Lines excerpted from a collection
## start

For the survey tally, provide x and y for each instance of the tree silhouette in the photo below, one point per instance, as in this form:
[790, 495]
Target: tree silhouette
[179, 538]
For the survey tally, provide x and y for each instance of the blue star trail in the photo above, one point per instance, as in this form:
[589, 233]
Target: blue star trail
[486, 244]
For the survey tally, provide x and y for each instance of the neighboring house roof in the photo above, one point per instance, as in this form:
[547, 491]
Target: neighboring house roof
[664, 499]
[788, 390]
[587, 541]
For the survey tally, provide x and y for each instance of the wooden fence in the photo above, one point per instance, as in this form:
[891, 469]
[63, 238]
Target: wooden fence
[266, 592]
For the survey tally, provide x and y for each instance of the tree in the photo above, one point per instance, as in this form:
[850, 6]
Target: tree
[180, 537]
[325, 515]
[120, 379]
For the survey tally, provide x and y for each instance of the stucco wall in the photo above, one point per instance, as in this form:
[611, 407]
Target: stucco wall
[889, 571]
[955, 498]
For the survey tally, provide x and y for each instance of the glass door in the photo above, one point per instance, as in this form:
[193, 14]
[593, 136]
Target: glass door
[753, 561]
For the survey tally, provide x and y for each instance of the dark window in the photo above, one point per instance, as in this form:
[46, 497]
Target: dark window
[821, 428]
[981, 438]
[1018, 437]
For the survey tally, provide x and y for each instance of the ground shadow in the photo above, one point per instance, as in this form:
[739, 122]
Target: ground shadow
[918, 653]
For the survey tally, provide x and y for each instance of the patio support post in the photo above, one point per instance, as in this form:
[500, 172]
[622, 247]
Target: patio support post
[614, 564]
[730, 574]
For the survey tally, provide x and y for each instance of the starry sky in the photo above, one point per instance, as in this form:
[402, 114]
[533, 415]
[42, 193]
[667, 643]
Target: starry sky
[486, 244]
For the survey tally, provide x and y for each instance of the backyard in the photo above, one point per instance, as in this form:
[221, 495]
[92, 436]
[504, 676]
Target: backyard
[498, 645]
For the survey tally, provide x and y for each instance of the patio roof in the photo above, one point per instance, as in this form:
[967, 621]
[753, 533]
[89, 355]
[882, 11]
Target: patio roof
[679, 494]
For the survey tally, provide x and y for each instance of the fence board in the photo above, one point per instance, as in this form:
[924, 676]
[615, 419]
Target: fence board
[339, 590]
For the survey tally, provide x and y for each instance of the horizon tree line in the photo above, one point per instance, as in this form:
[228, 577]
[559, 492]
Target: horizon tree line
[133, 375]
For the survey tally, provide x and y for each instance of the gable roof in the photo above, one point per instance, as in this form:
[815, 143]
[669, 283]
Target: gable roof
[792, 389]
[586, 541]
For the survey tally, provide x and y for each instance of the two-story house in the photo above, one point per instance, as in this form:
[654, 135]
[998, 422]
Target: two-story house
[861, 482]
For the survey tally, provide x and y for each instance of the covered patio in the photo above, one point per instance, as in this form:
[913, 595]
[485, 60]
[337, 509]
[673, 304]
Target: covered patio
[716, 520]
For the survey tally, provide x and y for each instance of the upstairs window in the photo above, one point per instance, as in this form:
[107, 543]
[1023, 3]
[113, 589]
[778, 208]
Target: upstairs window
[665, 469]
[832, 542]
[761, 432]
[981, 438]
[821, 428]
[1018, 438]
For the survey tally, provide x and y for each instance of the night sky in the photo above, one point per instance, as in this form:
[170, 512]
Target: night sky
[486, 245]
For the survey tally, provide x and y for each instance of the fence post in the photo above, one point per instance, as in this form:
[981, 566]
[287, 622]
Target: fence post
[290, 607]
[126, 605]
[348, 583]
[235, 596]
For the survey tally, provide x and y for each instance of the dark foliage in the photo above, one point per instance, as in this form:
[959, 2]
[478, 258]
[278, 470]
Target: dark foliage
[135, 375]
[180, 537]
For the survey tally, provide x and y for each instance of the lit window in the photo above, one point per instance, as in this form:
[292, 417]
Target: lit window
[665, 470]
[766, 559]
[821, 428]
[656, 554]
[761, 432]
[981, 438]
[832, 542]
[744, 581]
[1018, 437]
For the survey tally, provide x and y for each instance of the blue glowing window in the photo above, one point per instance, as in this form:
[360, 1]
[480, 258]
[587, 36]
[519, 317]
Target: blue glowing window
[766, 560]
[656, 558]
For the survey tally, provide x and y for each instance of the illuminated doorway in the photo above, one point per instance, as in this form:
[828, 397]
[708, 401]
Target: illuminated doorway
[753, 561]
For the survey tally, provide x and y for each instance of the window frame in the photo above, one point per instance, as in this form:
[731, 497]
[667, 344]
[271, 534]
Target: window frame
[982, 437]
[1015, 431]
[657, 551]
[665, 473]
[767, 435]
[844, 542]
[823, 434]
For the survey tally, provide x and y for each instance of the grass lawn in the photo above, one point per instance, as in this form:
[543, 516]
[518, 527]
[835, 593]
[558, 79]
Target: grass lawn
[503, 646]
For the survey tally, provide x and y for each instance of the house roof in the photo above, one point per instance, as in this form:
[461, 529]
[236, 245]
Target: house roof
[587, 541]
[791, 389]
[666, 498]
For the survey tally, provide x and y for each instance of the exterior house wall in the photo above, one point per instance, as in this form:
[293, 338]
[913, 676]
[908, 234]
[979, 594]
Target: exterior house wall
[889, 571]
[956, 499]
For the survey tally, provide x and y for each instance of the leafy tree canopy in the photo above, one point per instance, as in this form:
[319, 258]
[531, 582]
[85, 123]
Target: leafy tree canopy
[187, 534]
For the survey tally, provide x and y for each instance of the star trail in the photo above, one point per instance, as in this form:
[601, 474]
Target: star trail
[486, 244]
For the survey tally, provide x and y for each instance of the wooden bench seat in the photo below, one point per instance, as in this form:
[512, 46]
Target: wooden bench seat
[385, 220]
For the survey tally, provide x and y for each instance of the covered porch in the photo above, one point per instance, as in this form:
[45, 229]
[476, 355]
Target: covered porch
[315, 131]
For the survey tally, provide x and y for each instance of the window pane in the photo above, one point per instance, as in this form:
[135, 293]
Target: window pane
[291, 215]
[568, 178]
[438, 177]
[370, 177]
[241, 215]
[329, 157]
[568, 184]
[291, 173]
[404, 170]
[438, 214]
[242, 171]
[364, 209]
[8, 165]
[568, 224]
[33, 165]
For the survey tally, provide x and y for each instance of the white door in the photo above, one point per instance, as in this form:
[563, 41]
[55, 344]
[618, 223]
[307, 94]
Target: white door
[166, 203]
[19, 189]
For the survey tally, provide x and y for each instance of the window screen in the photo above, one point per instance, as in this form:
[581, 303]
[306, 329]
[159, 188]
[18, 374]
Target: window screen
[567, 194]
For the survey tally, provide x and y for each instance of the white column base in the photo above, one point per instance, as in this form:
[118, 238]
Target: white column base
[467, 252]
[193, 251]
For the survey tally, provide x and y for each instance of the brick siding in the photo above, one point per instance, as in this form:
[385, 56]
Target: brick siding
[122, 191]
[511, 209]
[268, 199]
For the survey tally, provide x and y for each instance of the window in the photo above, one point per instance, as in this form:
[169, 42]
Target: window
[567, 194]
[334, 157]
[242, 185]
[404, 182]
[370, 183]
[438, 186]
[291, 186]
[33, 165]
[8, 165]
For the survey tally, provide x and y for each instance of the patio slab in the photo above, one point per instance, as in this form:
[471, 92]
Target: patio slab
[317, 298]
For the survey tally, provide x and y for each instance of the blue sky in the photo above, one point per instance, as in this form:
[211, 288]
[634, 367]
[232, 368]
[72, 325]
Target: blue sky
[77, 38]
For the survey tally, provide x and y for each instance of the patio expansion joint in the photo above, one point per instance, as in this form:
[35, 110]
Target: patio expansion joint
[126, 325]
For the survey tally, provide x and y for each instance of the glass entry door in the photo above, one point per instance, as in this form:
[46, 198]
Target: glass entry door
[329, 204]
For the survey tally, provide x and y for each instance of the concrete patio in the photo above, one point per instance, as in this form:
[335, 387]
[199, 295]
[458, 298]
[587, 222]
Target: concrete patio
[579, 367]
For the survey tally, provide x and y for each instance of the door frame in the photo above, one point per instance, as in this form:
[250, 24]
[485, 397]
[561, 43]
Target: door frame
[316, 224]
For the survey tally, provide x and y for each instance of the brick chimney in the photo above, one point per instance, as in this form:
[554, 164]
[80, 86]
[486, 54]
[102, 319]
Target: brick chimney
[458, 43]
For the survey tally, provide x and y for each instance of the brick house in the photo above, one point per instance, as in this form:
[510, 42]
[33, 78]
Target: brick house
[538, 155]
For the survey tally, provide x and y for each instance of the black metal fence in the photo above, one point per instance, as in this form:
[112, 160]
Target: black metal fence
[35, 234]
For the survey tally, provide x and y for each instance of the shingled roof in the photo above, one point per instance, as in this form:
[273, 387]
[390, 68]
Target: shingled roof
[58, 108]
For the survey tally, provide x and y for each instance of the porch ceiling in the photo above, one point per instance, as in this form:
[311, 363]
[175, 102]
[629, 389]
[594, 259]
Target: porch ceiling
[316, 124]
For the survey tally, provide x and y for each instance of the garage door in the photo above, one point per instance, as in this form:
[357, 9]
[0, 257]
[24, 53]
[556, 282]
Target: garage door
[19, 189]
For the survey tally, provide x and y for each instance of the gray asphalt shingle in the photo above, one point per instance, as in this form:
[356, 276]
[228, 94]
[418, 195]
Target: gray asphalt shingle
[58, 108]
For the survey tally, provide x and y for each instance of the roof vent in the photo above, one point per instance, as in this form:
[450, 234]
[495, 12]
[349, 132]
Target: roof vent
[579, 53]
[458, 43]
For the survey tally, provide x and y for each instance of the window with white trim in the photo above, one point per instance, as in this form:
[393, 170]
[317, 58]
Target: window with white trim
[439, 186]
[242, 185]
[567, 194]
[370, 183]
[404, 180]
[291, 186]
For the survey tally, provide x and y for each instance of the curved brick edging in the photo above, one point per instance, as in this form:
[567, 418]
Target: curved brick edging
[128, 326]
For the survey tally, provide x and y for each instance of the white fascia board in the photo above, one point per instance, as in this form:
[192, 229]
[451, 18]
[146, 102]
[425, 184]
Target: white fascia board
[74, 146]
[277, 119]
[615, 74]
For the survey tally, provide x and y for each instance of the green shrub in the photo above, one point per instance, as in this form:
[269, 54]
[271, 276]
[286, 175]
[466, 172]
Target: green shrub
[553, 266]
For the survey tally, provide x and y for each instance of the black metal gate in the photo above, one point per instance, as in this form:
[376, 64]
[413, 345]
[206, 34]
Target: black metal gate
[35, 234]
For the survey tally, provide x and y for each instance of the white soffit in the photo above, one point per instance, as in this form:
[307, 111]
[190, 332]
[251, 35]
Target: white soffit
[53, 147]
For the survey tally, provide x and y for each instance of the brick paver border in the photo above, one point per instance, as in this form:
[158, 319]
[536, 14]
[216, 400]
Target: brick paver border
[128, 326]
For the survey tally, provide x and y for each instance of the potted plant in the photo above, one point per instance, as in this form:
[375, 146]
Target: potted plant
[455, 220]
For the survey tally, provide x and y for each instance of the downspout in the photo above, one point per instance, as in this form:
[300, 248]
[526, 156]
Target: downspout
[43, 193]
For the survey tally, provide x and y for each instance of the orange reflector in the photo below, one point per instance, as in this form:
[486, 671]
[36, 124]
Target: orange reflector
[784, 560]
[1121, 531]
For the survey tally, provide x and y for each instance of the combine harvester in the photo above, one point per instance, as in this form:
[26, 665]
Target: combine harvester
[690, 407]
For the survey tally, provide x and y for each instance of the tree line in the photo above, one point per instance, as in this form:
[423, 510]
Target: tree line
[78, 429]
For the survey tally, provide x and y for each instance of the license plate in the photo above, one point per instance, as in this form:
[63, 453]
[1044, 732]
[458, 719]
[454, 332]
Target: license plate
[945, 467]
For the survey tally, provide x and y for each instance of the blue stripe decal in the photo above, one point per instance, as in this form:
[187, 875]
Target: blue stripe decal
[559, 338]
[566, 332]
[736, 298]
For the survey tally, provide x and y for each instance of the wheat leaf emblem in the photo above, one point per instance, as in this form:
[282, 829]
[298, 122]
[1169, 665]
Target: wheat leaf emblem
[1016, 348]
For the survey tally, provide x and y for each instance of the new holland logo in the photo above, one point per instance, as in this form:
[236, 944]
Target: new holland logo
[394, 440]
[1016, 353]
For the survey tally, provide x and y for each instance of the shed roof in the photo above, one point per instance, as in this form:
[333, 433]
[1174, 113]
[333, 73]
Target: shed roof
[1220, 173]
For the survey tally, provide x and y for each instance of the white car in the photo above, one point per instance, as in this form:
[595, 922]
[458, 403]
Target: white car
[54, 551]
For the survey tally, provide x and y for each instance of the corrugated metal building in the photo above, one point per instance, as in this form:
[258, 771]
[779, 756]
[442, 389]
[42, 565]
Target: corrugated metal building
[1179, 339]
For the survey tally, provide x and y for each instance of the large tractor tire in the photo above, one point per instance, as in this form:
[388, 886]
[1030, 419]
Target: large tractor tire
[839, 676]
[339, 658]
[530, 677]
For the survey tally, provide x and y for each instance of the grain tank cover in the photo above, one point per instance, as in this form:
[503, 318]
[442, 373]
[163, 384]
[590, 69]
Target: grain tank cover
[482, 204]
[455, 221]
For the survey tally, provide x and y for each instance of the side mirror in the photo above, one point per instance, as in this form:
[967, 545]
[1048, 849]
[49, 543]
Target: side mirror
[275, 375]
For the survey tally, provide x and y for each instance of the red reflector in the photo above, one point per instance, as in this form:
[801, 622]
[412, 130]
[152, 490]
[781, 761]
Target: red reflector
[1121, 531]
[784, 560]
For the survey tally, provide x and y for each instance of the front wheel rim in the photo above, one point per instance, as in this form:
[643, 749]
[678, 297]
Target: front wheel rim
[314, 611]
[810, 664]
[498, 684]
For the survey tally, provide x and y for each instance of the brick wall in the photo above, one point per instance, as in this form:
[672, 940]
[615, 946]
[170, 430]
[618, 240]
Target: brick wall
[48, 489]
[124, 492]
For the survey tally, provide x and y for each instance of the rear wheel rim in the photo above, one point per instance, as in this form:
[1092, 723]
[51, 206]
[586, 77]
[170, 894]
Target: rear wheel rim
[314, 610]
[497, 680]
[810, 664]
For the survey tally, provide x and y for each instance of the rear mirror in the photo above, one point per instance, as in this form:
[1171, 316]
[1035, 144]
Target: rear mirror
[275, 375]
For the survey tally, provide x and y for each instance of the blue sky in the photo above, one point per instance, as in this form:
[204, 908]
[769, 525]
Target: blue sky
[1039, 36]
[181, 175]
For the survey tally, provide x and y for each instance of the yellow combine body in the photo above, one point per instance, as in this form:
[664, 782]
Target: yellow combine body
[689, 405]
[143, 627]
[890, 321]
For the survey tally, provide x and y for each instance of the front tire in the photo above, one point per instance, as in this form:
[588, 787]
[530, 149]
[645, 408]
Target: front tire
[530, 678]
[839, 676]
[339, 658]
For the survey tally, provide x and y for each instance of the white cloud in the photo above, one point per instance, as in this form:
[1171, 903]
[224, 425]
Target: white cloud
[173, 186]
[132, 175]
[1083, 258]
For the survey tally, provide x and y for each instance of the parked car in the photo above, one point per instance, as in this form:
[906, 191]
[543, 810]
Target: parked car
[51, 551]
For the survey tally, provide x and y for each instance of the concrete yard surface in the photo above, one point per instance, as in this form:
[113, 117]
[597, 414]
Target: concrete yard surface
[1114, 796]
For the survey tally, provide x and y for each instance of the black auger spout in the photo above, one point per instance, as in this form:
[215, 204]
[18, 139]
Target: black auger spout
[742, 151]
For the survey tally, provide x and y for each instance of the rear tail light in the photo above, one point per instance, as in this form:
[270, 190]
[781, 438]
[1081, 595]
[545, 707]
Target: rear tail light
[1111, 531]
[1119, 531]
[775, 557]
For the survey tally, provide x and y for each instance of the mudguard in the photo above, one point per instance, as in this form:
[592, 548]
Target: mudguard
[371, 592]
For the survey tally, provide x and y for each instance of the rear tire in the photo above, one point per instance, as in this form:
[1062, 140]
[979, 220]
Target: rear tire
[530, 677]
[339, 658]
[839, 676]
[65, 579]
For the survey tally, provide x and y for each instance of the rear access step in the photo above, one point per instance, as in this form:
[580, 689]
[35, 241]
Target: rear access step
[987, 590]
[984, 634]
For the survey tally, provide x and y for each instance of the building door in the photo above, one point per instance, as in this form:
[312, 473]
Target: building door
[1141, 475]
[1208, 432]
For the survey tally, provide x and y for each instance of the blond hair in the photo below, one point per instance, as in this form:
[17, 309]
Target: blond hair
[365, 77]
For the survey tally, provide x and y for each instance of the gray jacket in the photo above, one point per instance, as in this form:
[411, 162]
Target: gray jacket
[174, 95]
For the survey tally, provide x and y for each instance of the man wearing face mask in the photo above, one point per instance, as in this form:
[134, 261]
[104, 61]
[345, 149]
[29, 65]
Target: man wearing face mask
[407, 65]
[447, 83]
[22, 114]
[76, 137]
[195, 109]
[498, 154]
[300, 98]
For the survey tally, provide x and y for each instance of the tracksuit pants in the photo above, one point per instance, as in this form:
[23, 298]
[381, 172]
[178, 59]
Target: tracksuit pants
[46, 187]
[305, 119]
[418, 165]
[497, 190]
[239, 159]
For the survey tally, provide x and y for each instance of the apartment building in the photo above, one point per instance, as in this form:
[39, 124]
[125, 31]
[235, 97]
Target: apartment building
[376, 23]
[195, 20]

## end

Exercise details -
Copy out word for word the lines starting with the one containing "of the license" and ending with the one containing "[1016, 353]", both included.

Solved problem -
For the survey tally, provide x and y for each instance of the license plate in the photo above, one point per instance, as in this form:
[63, 453]
[1044, 732]
[458, 719]
[454, 332]
Target: license plate
[945, 467]
For the survey tally, provide x and y for each instance of the blue stripe decal in the photo above, one point per instance, as in this form:
[187, 875]
Target: blue stripe decal
[559, 338]
[566, 332]
[736, 298]
For the survey tally, provide x and y for each instance of the wheat leaf emblem in the photo above, one point per instance, as in this form:
[282, 829]
[298, 122]
[1169, 665]
Target: wheat leaf emblem
[1016, 348]
For the survey tally, provide x and y for each instance of the new holland logo in the photo above, one point per instance, as in this form:
[236, 944]
Target: new holland logo
[394, 440]
[1016, 353]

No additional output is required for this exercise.